Task requirements |
1. In the forum thread on vintage fashion, which TV show does jkath think began the giant shoulder pads?
2. Using the forum thread on vintage fashion, explain why -DEADLY SUSHI- does not wear the British 30s and 40s styles mentioned in that post.
3. Carry on the vintage fashion forum thread from its final line.

Text segment |
· · ·

John, did you know that the whole shoulder pad/peplum look was the "retro look" from the 40's? True! Of course the big hair was another story....


----------



## ronjohn55 (Jan 31, 2006)

jkath said:
			
		

> John, did you know that the whole shoulder pad/peplum look was the "retro look" from the 40's? True! Of course the big hair was another story....


 

Shoulder pad yes, but the "Linebacker" look was definitely an 80's thing!  

John


----------



## jkath (Jan 31, 2006)

yeah 40's had their shoulders (military style) but those giant ones....I think that began with "Dynasty"...!


----------



## -DEADLY SUSHI- (Jan 31, 2006)

Well I like the British 30s & 40s, but I have no place to wear any of it. Plus I have no idea wear to get the stuff either.


----------



## 240brickman (Feb 1, 2006)

The cool thing is,  I seem to be wearing Vintage clothing all the time,  and I wasn't even trying!

What concerns me is that the clothes were brand new when I bought them! 

--J


----------



## jkath (Feb 1, 2006)

That just means you're cool without trying


----------



## middie (Feb 1, 2006)

80's vintage ? that's me lol


----------



## jkath (Feb 1, 2006)

· · ·

Extracted records |
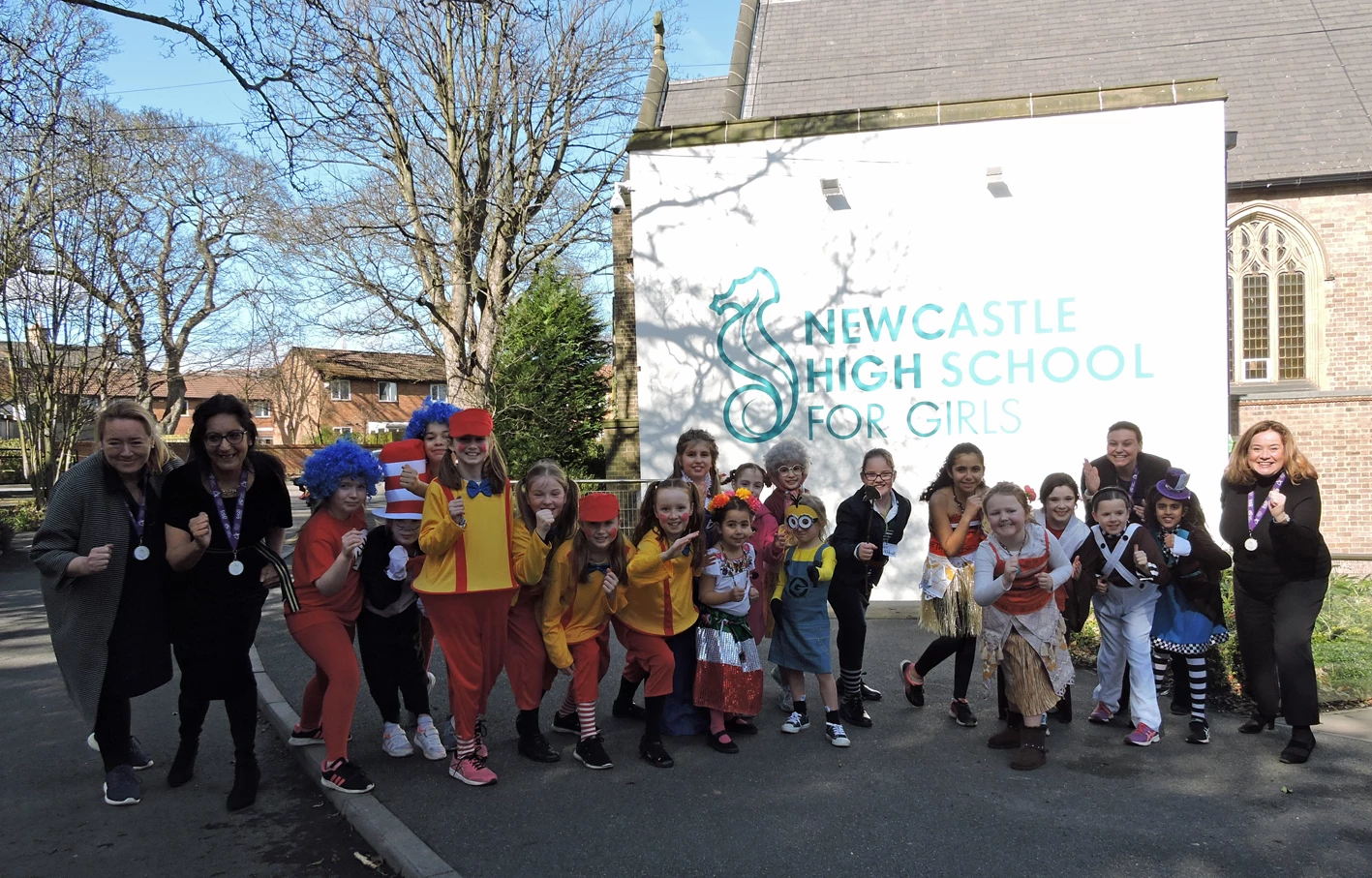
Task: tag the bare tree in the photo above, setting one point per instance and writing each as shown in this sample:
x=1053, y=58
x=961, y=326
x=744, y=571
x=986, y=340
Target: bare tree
x=188, y=236
x=463, y=143
x=61, y=346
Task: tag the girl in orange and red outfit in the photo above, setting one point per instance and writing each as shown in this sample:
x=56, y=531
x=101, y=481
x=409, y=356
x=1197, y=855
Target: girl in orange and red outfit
x=670, y=538
x=468, y=578
x=546, y=519
x=329, y=597
x=588, y=585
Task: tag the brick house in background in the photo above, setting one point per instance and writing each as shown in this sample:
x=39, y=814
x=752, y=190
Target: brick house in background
x=336, y=393
x=256, y=388
x=1299, y=174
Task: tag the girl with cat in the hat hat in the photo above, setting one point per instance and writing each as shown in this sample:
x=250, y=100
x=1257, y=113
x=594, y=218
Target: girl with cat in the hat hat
x=388, y=627
x=1190, y=614
x=468, y=578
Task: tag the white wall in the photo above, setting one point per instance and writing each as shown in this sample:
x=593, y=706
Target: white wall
x=1112, y=239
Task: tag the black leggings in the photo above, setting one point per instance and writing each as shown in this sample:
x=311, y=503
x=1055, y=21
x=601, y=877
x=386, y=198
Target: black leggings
x=964, y=650
x=112, y=719
x=851, y=611
x=242, y=711
x=392, y=661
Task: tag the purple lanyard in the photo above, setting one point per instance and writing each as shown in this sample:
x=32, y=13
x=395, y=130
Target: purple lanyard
x=1254, y=519
x=138, y=520
x=236, y=530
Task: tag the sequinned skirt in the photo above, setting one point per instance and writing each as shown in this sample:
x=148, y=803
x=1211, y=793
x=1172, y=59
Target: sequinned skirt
x=955, y=614
x=729, y=671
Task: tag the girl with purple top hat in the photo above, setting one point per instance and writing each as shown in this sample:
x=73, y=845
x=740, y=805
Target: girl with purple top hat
x=1188, y=618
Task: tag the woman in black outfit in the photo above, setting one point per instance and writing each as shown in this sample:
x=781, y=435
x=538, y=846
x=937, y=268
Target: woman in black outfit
x=1270, y=516
x=220, y=582
x=868, y=527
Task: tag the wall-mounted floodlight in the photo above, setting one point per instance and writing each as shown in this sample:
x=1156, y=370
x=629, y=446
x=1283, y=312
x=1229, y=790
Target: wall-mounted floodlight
x=833, y=194
x=996, y=183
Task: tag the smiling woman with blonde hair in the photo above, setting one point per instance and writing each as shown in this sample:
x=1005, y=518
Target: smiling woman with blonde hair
x=1269, y=505
x=101, y=555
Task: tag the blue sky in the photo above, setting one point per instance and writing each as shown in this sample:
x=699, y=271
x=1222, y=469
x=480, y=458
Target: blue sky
x=147, y=73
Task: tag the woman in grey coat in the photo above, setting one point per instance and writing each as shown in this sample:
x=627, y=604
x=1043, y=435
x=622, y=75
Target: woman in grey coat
x=102, y=556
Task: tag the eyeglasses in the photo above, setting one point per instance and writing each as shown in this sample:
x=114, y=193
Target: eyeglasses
x=117, y=446
x=235, y=437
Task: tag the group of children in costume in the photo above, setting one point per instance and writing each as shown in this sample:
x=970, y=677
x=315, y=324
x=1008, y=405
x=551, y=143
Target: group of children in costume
x=530, y=578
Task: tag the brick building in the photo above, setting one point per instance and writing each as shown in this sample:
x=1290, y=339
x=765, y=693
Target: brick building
x=334, y=393
x=1299, y=171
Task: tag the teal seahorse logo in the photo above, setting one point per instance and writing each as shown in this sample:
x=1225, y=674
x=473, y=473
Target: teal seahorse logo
x=760, y=409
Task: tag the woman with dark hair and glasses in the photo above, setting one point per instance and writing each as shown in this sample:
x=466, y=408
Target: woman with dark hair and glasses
x=226, y=516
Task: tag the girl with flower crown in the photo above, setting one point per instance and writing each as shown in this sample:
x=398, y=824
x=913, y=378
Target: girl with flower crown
x=729, y=671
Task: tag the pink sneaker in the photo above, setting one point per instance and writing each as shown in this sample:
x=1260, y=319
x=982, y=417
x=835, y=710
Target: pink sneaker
x=471, y=770
x=1143, y=736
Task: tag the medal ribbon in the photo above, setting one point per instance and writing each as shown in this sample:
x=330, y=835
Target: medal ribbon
x=1254, y=519
x=233, y=531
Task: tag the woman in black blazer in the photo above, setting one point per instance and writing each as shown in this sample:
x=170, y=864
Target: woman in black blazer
x=866, y=531
x=1269, y=515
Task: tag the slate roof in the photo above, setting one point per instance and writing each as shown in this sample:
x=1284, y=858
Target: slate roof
x=1298, y=72
x=372, y=367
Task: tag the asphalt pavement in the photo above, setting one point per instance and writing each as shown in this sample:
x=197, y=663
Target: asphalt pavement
x=51, y=808
x=915, y=795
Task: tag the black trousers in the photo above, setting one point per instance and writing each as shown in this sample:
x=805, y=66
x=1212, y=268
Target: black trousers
x=392, y=661
x=1275, y=627
x=964, y=650
x=112, y=719
x=849, y=605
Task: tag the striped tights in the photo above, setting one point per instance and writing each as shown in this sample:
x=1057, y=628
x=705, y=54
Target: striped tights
x=1197, y=671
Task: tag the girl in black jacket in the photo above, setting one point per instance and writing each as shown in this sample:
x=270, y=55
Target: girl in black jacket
x=869, y=527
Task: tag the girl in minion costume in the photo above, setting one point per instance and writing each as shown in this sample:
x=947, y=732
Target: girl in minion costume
x=468, y=578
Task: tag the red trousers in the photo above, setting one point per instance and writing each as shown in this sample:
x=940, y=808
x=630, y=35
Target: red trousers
x=526, y=656
x=331, y=694
x=648, y=656
x=471, y=628
x=591, y=660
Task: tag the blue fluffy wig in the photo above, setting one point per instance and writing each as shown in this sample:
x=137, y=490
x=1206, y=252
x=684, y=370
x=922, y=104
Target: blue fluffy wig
x=342, y=460
x=428, y=413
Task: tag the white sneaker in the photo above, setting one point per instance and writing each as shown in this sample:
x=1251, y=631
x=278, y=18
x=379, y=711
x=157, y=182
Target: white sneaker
x=430, y=743
x=394, y=742
x=796, y=723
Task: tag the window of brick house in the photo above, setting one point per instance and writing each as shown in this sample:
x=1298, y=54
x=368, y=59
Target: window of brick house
x=1270, y=266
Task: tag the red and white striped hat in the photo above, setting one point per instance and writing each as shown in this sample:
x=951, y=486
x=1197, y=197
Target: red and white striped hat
x=400, y=502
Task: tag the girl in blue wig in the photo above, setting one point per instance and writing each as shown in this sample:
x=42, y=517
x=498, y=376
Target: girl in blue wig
x=428, y=424
x=328, y=598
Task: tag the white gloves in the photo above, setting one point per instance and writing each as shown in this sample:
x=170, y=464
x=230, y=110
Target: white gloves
x=400, y=561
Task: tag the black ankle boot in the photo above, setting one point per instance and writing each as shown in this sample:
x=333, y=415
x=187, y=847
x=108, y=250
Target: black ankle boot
x=183, y=767
x=246, y=775
x=532, y=741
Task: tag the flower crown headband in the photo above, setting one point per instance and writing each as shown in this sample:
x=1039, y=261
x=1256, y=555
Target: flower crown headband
x=744, y=494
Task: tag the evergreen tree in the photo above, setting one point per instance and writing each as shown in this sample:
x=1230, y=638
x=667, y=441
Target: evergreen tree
x=549, y=397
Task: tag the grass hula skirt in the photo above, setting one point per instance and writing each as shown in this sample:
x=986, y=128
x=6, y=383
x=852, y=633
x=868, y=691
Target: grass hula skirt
x=957, y=614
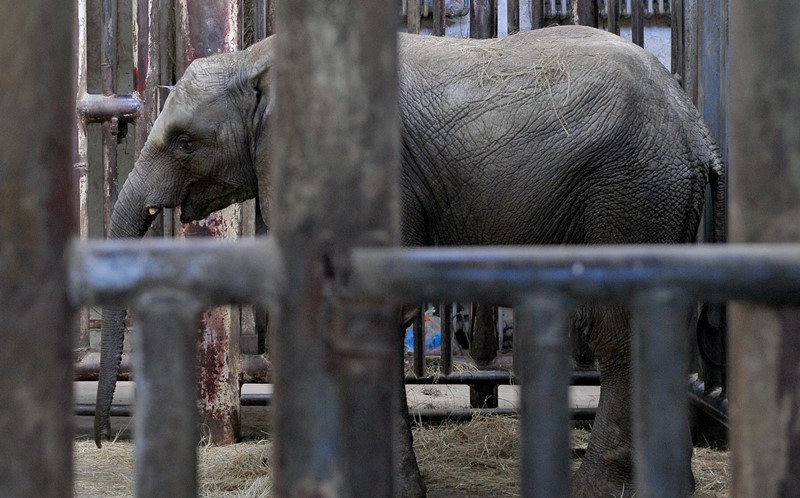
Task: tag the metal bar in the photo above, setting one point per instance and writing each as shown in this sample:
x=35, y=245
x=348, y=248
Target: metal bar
x=637, y=22
x=37, y=219
x=99, y=108
x=499, y=274
x=367, y=396
x=165, y=426
x=613, y=16
x=544, y=375
x=261, y=8
x=110, y=128
x=537, y=14
x=512, y=16
x=412, y=16
x=660, y=367
x=203, y=267
x=345, y=144
x=678, y=46
x=481, y=21
x=425, y=414
x=419, y=342
x=439, y=20
x=82, y=159
x=764, y=147
x=204, y=28
x=446, y=348
x=587, y=13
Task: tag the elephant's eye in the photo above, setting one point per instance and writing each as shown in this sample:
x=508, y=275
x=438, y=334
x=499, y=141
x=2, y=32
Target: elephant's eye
x=184, y=144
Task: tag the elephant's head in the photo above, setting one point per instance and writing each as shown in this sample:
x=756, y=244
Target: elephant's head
x=201, y=154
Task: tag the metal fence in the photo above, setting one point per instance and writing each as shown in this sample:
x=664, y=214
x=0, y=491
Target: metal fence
x=323, y=453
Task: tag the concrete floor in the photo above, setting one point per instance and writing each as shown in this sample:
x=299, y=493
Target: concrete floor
x=255, y=419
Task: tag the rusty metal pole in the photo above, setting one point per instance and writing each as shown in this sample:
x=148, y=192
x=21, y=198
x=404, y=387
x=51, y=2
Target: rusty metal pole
x=166, y=419
x=765, y=195
x=204, y=28
x=336, y=358
x=36, y=220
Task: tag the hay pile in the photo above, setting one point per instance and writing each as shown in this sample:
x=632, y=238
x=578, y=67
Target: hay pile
x=475, y=458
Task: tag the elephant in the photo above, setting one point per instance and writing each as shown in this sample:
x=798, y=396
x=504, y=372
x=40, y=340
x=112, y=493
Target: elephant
x=564, y=135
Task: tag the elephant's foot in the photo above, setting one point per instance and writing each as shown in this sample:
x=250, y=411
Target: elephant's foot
x=608, y=475
x=612, y=475
x=409, y=483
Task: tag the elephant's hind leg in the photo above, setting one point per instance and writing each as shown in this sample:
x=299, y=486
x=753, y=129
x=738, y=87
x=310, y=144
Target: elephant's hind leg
x=607, y=467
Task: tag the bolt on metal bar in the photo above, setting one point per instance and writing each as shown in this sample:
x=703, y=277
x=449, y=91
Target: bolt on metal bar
x=662, y=440
x=115, y=272
x=99, y=108
x=544, y=375
x=165, y=426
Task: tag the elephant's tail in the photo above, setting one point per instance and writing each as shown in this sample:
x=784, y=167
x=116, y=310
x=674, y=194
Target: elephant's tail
x=719, y=186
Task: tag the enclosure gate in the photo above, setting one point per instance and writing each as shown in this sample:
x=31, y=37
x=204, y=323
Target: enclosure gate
x=326, y=265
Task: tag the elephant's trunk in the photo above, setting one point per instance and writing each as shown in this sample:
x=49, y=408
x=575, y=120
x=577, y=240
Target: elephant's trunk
x=129, y=219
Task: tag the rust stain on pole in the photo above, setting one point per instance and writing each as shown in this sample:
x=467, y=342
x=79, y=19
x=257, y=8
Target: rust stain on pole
x=765, y=188
x=205, y=28
x=37, y=217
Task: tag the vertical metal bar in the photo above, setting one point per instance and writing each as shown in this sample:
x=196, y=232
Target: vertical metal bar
x=612, y=8
x=637, y=22
x=412, y=16
x=482, y=18
x=677, y=39
x=439, y=21
x=512, y=16
x=537, y=14
x=165, y=426
x=82, y=161
x=446, y=349
x=543, y=354
x=107, y=64
x=587, y=13
x=690, y=50
x=662, y=441
x=419, y=342
x=343, y=144
x=764, y=149
x=367, y=395
x=204, y=28
x=260, y=20
x=36, y=220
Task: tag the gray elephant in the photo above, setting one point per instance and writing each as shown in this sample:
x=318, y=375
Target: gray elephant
x=566, y=135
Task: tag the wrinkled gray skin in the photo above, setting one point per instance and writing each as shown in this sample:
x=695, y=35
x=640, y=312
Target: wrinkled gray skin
x=565, y=135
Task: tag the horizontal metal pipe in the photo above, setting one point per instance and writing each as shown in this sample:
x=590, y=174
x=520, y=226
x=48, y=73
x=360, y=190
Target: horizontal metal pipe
x=427, y=414
x=214, y=272
x=496, y=377
x=610, y=273
x=93, y=108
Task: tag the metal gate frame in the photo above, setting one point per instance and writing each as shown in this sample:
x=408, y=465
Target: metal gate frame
x=333, y=271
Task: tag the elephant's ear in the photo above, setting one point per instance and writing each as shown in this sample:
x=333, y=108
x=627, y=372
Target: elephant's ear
x=258, y=62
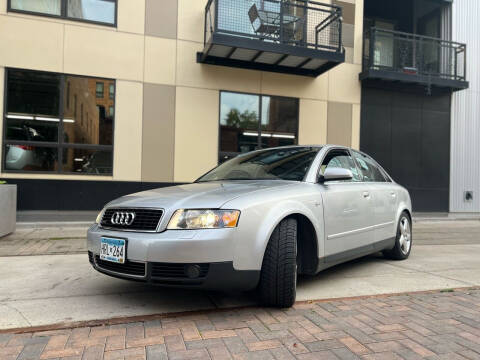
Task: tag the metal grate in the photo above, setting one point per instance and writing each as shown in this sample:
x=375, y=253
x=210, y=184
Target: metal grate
x=129, y=268
x=413, y=54
x=170, y=270
x=301, y=23
x=145, y=219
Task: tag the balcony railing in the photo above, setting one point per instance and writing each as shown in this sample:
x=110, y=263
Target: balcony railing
x=394, y=55
x=273, y=35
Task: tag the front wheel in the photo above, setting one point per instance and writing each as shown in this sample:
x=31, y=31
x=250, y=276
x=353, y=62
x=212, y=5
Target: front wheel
x=403, y=241
x=278, y=279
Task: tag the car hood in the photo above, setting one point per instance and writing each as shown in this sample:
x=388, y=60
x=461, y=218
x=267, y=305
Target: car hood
x=197, y=195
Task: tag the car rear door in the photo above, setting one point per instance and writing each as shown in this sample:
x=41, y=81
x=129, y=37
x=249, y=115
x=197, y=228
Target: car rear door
x=384, y=196
x=348, y=209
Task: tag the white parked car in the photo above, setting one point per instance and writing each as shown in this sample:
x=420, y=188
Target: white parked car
x=256, y=221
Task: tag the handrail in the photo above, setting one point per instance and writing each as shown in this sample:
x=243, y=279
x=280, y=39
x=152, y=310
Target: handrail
x=315, y=25
x=414, y=54
x=376, y=29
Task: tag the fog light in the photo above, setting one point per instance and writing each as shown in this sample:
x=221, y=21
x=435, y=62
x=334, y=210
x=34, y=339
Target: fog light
x=192, y=271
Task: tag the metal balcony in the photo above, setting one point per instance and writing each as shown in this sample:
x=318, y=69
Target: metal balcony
x=287, y=36
x=393, y=56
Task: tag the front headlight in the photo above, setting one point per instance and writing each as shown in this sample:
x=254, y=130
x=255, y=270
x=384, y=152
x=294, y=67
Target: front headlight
x=99, y=216
x=203, y=219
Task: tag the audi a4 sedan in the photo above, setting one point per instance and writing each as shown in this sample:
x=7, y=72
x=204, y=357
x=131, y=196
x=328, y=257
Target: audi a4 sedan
x=256, y=222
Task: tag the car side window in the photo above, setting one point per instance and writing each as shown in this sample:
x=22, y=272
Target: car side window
x=370, y=171
x=339, y=158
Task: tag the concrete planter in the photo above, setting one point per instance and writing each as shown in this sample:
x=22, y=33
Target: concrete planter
x=8, y=209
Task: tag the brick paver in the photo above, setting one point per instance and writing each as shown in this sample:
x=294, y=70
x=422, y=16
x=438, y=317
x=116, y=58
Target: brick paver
x=434, y=325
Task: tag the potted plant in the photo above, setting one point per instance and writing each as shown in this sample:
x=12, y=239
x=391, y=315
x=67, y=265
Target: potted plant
x=8, y=208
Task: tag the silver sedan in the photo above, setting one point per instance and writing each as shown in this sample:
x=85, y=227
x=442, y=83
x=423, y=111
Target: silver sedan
x=256, y=221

· · ·

Expected outputs |
1. "Dynasty."

2. The poster likes those styles but has no place to wear any of them. The poster also has no idea where to get the clothes.

3.
yes, you are middie! Now, go get out that aqua net!


----------



## Dove (Feb 1, 2006)

I have several dresses that were tailored maid for me when we were in Korea (1963-1965) that I just can't part with. They no longer fit but the Brocade fabric is so beautiful. My favorite is Gold Brocade with Pattern on Pattern (or so I was told ) Gold with a bronze chrysanthemum flower woven in..fulley lined with a matching short jacket.

As far as jewelery goes..I have a framed Christmas tree made out of old jewelery..the top piece is from the "40's"


----------



## Dove (Feb 1, 2006)

I also have the suit that we were (me) married in..1954)  

Don't think I could get it past my big toe now..


----------



## jkath (Feb 1, 2006)

I knew you'd find this thread, Dove!
Do keep those treasures! What a lovely remembrance of an earlier time! As for the jeweled Christmas Tree, my Grandma and her sister in law each made one years ago. I always thought they were quite pretty, but when Grandma moved to a smaller place, mom thought it wasn't attractive and got rid of it!


----------



## Sandyj (Feb 2, 2006)

I've recently inherited some (what I think of as) beautiful jewellery from my Gran and Aunts that none of my cousins wanted, deeming them too old fashioned. Being "overseas", I'm last in line, but I don't care about that. The pins and earrings are marcasite (sorry about the spelling) and jet, and there are two evening bags and a few really dainty monogrammed handkerchiefs (the hankies are such a personal item - I am honoured). I adore them.  I've been wearing the pins on my winter coat, and have recieved so many compliments. I treasure these items - I think they are absolutely gorgeous, and I wish we could dress with the ceremony that our mom's and grannies and aunties enjoyed.


----------



## jkath (Feb 2, 2006)

who says you can't, Sandy?
I love to be dressed up every day!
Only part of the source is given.